INSTRUCTIONS FOR THE TASK: Copy out only the material between the lines holding "Report the position of each instance of the dark" and "[[254, 319], [618, 121]]", inclusive, requests and all. Rescale every point coordinate in the answers by multiplying it by 1.4 and rounding to a whole number, halves up, leaving the requests and their sample coordinates unchanged.

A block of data
=-=-=

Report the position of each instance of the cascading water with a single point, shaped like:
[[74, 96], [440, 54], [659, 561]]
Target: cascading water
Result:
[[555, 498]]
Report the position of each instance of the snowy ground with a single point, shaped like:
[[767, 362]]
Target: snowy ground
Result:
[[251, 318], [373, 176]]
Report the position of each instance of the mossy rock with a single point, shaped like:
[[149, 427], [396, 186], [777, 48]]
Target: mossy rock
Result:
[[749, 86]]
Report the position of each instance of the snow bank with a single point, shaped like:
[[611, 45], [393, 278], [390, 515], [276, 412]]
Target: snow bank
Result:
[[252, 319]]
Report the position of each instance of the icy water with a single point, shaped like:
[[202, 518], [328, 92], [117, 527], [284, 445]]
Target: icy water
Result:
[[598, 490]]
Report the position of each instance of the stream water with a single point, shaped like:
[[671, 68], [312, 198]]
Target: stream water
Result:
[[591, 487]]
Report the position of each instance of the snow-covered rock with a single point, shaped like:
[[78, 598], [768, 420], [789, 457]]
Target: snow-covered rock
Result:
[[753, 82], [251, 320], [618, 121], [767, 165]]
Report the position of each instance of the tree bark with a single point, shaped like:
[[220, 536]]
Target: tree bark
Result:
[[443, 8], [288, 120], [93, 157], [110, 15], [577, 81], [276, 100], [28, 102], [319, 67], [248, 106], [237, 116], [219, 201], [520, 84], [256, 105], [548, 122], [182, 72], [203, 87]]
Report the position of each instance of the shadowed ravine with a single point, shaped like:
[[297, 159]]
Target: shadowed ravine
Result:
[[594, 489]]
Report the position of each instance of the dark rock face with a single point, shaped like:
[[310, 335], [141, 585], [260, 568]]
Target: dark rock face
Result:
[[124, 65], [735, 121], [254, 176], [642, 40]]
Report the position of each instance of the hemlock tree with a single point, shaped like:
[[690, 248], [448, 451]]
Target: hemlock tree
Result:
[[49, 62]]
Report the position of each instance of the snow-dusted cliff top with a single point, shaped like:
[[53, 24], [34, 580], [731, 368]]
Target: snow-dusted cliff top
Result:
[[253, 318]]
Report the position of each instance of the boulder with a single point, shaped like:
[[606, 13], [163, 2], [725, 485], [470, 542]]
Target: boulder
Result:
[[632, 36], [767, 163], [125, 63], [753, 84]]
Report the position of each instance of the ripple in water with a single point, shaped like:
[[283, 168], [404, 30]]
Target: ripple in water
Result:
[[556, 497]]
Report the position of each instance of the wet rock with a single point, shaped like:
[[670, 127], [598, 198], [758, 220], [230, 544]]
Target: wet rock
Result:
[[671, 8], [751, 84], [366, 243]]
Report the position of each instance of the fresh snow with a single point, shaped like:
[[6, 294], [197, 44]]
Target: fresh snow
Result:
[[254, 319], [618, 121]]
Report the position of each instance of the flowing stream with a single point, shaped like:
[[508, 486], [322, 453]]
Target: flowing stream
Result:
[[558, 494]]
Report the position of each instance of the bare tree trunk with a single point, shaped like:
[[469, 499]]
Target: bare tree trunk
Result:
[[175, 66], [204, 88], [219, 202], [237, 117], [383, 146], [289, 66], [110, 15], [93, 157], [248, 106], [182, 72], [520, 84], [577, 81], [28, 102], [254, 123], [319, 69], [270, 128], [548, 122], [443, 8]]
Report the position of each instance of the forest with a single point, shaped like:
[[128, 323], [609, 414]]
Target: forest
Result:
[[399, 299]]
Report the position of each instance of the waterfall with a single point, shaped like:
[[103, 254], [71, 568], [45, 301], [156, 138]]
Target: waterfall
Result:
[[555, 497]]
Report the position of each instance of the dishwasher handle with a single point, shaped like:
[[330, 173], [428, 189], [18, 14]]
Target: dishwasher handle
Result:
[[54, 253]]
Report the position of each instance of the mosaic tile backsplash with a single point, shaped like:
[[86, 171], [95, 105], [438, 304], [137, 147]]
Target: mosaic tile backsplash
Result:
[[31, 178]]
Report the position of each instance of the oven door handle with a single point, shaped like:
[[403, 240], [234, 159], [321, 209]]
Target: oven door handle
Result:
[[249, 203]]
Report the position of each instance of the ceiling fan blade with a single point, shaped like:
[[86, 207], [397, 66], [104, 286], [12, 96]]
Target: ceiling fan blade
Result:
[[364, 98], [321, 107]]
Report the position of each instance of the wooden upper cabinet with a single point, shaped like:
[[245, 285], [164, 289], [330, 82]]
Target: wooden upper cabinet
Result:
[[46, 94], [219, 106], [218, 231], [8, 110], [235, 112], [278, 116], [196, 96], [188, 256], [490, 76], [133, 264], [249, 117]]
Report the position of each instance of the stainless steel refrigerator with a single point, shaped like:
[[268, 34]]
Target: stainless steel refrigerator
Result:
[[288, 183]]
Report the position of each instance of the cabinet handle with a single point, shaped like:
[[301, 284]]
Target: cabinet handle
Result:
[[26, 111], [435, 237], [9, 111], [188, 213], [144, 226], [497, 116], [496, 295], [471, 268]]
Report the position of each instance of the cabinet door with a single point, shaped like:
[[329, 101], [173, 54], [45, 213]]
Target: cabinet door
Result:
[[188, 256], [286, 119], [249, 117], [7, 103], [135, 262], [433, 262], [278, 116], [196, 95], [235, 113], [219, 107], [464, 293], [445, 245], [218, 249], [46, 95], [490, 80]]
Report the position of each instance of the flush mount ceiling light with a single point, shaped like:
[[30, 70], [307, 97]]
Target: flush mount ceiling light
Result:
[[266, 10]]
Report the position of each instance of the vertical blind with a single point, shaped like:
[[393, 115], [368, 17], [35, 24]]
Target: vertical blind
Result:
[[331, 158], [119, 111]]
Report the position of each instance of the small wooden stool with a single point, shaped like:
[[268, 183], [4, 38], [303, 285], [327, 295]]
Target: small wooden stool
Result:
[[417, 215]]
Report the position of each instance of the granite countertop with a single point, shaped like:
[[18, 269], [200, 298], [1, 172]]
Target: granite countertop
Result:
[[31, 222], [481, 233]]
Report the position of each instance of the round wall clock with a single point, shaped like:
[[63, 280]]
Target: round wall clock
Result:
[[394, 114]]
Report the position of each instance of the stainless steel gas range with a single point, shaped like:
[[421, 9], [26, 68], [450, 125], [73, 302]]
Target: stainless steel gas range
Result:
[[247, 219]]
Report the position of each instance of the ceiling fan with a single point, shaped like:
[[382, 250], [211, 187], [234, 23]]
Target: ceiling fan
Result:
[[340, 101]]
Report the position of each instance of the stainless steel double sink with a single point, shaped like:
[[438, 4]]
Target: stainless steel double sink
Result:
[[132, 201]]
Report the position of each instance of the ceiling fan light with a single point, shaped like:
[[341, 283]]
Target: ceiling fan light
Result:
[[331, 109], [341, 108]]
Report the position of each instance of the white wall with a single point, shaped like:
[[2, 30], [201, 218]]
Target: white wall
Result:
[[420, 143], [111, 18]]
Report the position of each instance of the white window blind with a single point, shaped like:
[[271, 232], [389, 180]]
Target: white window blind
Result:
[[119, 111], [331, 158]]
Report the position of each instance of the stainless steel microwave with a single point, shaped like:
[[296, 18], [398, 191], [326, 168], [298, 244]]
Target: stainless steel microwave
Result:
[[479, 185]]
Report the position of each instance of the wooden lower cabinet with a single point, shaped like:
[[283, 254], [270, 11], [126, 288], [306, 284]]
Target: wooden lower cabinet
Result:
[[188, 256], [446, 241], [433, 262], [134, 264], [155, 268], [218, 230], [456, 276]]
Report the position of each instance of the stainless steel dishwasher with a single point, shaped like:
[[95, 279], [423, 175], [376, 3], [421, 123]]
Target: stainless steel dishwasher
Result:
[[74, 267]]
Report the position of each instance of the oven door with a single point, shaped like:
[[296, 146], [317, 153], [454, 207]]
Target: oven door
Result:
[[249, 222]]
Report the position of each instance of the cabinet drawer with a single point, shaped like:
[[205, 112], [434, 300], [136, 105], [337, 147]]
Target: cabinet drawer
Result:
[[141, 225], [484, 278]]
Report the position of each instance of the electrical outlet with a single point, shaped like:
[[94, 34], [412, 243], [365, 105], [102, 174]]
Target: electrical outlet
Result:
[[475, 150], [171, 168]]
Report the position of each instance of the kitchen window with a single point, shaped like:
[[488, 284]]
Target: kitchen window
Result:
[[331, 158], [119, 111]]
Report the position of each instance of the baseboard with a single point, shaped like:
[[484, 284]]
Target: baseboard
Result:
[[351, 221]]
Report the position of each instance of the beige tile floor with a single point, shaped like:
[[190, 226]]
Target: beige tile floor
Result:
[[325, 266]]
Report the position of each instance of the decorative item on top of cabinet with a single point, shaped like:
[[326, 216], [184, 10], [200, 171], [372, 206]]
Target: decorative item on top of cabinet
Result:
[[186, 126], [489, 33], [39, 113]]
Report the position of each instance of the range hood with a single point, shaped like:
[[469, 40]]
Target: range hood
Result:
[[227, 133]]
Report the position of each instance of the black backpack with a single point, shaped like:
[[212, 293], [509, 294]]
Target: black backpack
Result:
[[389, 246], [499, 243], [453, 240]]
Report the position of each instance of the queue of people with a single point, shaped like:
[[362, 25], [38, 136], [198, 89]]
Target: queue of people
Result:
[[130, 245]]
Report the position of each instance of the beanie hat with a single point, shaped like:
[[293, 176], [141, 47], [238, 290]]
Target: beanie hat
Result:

=-=-=

TASK RESULT:
Report the position of each instance of the dark rock face with a single point, shaped like:
[[310, 335], [141, 585], [260, 568]]
Target: dark rock face
Result:
[[174, 91], [1029, 169], [356, 246], [899, 56]]
Report the position of each instance of the hemlock tree with a single point, shaped like:
[[690, 248], [448, 451]]
Target: hemlock tree
Result:
[[69, 87]]
Report the position of each instance of the snow-dusted cliff top with a single point, shaped like:
[[53, 24], [34, 580], [731, 368]]
Target: snow-dusted cliff top
Result:
[[354, 445]]
Report the position of each instance of the boulder with a single point, shaped like:
[[606, 13], [163, 2], [725, 485], [470, 542]]
Target: boulder
Result:
[[885, 50], [1074, 228], [175, 88], [1054, 118]]
Report the position of each instance of the ripple in water with a single point, shaped like:
[[283, 168], [404, 30]]
Target: ripple in water
Result:
[[778, 696]]
Report the position of each instance of the wet rock with a single point, shaped like:
[[670, 127], [598, 198], [758, 220], [230, 544]]
Target: wet rock
Result:
[[939, 11], [1051, 118], [512, 340]]
Report the position of each instance of the fresh snow with a single point, shaped like:
[[6, 294], [197, 44]]
Target: fresh snow
Result:
[[356, 447], [865, 169]]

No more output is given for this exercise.